- Passage given -
--

Return to Route 460 - The Yellow Brick Road
Zuni, Virginia   Pop. 120
by Jim Newsom
Source:  http://www.jimnewsom.com/PFW-Zuni.html
Orignally published in the - now defunct - PortFolio Weekly June 24, 2003
Copied here in the  Fall of 2011
The Zuni Indians (pronounced Zoo-nee) are a southwestern tribe that once inhabited the area now known as Arizona and New Mexico. Zuni, Virginia (pronounced Zoo-nigh), is a small village on the edge of Isle of Wight County, abutting the Blackwater River that serves as a boundary with Southampton County to the north and west.

If you drive up Route 460 past Suffolk through the town of Windsor, the next place you come to is Zuni. Take a diagonal left off the main highway just before the curve in the road, you’ll ride down a street with a few houses, a Presbyterian church, a dental office, and an old peanut storage facility whose silo still sits partially collapsed from a fire forty years ago that ended its useful life.

Take a left at the end of that road, go through a narrow one-lane railroad underpass, and follow Thomas Woods Trail to the Zuni Presbyterian Homes, a facility offering training for mentally challenged adults in a residential setting. You’ll also find the Zuni Gourmet Peanut & Plant Shop, which employs those residents and sells locally grown peanuts and peanut brittle. You’ll think you’re in the middle of nowhere, and you won’t be far wrong.

--

- Stored data -
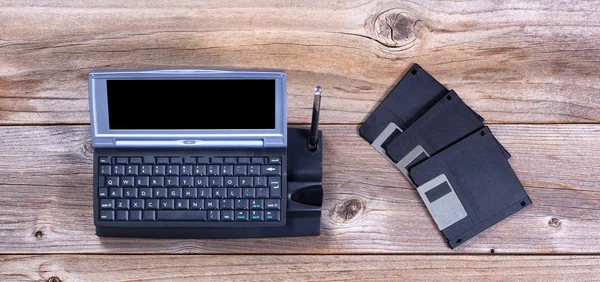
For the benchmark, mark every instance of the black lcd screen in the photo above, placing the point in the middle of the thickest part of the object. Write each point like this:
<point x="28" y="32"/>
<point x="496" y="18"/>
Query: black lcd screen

--

- Problem description -
According to the article about Zuni, Virginia, how is the village's name pronounced?

- Completed task -
Zoo-nigh